Lines before the one containing "the front grille" are excluded; reproduce that line and all lines after it in the entries below, exactly.

============================================================

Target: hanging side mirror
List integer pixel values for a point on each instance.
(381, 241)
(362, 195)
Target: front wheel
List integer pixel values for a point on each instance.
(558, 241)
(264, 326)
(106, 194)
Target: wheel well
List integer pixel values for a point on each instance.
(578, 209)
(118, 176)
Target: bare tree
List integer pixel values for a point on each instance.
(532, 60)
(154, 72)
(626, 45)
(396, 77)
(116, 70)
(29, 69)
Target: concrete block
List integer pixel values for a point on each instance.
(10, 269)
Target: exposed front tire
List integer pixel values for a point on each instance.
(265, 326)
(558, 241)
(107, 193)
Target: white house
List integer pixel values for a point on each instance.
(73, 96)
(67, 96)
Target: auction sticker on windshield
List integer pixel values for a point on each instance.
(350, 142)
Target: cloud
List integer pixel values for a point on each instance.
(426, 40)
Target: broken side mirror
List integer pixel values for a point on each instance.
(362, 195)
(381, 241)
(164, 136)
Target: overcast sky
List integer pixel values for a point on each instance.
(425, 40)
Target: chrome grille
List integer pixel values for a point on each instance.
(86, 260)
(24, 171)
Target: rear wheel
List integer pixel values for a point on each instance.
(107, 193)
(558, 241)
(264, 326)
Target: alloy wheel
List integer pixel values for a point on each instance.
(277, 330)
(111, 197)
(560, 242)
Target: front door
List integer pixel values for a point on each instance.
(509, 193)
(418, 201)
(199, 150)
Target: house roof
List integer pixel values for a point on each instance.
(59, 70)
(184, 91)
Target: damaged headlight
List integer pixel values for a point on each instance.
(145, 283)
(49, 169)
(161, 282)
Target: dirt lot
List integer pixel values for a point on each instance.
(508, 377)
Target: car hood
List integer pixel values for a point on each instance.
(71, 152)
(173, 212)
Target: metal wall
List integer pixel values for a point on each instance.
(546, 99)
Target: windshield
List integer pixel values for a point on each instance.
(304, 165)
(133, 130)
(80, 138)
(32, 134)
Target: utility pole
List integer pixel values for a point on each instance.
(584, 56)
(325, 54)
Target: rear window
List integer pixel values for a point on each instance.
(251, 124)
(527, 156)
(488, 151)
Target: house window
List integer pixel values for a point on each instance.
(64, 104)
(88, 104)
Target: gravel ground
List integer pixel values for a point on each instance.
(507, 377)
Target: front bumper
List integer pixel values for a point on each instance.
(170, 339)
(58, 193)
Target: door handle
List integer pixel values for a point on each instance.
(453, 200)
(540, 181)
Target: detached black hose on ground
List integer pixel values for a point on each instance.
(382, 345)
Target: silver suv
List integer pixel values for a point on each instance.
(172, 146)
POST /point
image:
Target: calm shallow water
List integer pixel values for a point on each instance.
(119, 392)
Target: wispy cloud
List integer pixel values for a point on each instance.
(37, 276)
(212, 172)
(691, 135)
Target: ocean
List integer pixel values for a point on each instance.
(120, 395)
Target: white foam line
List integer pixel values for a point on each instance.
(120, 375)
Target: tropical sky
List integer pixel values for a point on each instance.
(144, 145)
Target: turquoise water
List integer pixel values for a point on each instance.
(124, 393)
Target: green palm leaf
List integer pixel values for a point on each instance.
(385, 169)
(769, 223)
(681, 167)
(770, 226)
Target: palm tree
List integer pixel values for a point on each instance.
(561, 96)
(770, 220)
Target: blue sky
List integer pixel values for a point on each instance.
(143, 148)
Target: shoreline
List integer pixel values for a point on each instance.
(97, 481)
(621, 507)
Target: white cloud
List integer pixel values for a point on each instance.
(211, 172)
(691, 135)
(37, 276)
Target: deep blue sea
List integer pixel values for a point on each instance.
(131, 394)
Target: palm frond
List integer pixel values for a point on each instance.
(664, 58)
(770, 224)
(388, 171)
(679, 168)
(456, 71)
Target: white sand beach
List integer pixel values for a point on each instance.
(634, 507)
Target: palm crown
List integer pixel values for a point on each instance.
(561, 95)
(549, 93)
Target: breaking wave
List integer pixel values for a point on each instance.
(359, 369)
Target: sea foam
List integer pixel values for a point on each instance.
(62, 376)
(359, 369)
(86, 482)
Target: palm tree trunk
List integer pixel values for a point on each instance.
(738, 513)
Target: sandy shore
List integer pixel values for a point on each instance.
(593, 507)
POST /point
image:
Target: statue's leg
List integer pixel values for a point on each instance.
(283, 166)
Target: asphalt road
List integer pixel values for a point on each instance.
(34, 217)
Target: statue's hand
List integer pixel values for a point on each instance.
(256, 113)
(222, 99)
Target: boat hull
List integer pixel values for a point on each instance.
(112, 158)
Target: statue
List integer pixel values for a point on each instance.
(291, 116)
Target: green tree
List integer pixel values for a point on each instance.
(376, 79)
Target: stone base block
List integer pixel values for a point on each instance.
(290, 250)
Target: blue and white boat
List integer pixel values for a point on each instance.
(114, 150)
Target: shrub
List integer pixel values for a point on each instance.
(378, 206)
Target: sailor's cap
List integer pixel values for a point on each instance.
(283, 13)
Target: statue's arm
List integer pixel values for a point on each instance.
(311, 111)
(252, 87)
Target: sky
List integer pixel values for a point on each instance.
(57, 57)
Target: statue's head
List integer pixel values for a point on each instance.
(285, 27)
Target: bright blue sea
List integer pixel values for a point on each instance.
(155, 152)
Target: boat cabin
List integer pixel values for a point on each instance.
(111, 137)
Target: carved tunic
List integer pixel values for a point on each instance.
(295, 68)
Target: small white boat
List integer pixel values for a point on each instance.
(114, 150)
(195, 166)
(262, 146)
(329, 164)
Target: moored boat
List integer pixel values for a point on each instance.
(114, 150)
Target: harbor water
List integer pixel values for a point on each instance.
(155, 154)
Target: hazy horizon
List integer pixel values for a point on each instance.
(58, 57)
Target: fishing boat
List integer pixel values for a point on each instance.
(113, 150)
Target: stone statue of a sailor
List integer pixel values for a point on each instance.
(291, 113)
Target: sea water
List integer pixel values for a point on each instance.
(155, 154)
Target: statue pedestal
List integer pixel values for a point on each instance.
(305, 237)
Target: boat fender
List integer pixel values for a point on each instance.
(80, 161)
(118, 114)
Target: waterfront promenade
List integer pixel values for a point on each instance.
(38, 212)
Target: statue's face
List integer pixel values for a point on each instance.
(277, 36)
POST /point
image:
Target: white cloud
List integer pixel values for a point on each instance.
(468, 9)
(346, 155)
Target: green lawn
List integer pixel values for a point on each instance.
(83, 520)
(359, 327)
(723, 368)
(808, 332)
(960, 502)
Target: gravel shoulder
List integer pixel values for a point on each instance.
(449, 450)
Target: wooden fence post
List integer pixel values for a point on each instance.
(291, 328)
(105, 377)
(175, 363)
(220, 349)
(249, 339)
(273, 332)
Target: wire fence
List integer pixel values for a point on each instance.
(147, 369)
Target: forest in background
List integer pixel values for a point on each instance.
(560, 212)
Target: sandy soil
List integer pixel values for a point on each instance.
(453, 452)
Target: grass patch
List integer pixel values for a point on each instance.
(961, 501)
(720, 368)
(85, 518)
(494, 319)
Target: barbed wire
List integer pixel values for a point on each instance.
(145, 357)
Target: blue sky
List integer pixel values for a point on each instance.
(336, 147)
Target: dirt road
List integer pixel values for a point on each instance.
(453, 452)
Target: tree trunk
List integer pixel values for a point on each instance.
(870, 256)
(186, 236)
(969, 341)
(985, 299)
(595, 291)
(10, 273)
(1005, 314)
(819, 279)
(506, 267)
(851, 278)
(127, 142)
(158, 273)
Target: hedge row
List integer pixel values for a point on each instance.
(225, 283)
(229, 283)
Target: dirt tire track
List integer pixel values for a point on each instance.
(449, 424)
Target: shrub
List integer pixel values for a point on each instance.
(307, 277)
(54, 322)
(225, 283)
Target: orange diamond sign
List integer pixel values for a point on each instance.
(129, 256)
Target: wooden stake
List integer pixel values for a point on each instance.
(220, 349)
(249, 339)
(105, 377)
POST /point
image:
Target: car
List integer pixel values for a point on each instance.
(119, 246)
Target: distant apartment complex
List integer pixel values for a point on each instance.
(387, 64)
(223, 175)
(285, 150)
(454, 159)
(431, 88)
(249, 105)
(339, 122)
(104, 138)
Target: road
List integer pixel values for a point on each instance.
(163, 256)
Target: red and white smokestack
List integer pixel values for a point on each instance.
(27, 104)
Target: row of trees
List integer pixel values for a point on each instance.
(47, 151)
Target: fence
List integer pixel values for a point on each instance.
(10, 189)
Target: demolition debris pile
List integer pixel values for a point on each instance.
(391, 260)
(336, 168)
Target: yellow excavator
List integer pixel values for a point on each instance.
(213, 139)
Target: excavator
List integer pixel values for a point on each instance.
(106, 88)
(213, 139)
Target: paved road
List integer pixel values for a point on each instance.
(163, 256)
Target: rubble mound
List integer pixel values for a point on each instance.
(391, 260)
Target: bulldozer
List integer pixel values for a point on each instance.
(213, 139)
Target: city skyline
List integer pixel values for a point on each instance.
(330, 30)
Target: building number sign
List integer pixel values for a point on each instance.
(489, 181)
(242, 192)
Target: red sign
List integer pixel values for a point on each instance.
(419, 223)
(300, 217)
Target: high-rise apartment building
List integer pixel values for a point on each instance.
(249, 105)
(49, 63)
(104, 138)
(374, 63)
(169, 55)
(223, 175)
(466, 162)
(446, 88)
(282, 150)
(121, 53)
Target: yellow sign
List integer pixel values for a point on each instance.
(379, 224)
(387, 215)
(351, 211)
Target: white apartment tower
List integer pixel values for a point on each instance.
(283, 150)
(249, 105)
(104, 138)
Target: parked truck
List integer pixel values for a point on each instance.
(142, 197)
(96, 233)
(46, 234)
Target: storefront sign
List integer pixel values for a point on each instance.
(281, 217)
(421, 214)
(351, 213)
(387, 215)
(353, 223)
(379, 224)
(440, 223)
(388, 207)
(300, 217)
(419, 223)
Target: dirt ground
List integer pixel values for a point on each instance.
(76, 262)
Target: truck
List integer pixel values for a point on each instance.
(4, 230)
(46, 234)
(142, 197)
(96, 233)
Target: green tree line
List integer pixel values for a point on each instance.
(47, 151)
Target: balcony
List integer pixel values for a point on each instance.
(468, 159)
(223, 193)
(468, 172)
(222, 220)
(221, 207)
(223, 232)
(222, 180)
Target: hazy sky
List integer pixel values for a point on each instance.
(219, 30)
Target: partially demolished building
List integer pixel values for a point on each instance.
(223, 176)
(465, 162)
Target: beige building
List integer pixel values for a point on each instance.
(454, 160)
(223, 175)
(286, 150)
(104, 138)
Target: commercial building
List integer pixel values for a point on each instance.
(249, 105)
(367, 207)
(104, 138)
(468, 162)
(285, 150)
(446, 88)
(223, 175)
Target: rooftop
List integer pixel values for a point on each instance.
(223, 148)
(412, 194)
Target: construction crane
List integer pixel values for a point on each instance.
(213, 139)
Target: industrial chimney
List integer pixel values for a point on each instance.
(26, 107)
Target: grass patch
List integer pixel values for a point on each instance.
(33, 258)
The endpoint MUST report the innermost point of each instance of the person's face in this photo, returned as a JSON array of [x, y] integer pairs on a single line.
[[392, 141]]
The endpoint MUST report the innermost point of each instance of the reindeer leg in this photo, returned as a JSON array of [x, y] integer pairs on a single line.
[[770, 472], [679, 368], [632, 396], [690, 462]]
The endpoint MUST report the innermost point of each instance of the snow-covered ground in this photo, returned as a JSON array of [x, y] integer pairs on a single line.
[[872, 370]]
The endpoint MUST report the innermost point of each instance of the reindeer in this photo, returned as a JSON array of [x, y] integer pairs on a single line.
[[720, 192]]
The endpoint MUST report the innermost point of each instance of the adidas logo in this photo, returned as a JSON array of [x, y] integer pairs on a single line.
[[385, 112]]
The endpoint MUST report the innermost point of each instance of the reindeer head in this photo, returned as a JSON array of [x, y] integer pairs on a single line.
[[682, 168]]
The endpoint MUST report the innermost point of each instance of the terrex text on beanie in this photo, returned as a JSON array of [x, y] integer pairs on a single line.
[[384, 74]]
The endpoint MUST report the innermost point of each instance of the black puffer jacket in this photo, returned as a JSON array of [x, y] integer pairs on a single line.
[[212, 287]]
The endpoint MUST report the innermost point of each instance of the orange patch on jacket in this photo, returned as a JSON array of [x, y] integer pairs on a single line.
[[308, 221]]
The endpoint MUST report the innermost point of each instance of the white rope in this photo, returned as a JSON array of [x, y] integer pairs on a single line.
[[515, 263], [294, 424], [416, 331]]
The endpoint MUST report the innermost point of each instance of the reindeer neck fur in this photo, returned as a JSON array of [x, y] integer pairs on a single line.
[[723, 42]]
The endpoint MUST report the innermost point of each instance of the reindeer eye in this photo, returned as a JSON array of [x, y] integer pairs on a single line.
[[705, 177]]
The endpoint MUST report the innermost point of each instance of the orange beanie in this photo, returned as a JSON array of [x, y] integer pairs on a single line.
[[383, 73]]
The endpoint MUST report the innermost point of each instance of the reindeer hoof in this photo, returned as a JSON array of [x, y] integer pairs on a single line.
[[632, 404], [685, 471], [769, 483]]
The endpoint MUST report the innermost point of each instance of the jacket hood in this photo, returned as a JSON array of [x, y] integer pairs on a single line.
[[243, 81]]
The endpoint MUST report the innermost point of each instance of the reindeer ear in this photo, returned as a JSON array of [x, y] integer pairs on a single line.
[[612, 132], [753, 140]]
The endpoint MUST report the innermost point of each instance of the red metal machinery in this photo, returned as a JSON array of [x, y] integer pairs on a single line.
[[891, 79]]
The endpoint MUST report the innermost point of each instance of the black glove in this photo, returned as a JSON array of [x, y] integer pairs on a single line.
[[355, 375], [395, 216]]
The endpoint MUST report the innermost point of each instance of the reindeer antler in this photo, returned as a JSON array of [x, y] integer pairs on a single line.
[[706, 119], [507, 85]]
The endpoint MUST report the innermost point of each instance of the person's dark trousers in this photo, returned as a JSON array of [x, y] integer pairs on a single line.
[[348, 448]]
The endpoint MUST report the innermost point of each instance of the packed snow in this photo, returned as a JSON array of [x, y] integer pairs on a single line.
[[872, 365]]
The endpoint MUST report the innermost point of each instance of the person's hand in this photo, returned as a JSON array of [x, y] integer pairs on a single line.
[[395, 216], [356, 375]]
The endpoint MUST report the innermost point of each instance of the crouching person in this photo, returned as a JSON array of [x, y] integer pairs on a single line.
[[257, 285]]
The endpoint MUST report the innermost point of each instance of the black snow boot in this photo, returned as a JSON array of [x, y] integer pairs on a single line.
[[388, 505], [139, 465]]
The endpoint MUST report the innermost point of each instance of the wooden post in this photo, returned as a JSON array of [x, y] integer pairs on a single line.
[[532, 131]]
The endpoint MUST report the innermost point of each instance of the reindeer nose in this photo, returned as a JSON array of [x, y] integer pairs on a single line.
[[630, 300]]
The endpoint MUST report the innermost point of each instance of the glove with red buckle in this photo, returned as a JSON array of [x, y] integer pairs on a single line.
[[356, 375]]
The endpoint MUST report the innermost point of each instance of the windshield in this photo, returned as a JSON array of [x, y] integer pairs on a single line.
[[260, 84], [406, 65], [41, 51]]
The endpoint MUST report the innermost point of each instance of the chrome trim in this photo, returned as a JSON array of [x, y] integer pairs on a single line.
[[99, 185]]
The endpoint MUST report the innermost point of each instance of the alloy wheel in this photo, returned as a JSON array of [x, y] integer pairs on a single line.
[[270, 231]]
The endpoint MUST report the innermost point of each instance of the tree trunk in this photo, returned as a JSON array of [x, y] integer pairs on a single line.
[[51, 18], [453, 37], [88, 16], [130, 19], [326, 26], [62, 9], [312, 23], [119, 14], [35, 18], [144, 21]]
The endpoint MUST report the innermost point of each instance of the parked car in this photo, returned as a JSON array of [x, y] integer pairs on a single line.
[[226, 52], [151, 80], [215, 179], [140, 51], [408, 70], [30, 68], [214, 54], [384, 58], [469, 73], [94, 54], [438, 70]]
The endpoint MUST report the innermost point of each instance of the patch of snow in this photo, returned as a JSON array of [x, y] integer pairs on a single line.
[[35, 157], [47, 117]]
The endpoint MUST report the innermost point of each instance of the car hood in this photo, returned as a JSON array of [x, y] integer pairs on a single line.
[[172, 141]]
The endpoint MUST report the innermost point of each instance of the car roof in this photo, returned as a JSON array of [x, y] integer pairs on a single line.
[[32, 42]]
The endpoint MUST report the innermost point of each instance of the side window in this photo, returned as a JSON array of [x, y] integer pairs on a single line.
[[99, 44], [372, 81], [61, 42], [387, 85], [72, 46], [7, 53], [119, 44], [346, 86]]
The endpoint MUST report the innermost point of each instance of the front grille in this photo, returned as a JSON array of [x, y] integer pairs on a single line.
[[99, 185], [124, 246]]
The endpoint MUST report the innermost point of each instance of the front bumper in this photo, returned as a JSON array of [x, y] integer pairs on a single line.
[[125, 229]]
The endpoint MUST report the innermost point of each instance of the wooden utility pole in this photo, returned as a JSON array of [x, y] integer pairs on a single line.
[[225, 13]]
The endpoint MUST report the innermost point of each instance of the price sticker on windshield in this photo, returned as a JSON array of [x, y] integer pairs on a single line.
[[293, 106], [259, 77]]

============================================================

__Written reply__
The endpoint MUST report the innermost point of each instance of the front grille in this photo, returned as a JSON array of [x, y] integer pairs on a single line.
[[99, 185], [124, 246]]
The endpoint MUST report the innermost point of each instance of the front bumper in this photo, returned as a JSON array of [x, y] integer pairs on a single line.
[[125, 229]]
The endpoint MUST report the innermost point of each instance of the wooden utility pole in this photo, returned as a JSON array of [x, y] integer pairs on a single line.
[[225, 13]]
The endpoint MUST report the innermost point of each instance of the price sticker on windshield in this photo, returned as a JSON array of [x, y] integer pairs on a single line.
[[293, 106], [259, 77]]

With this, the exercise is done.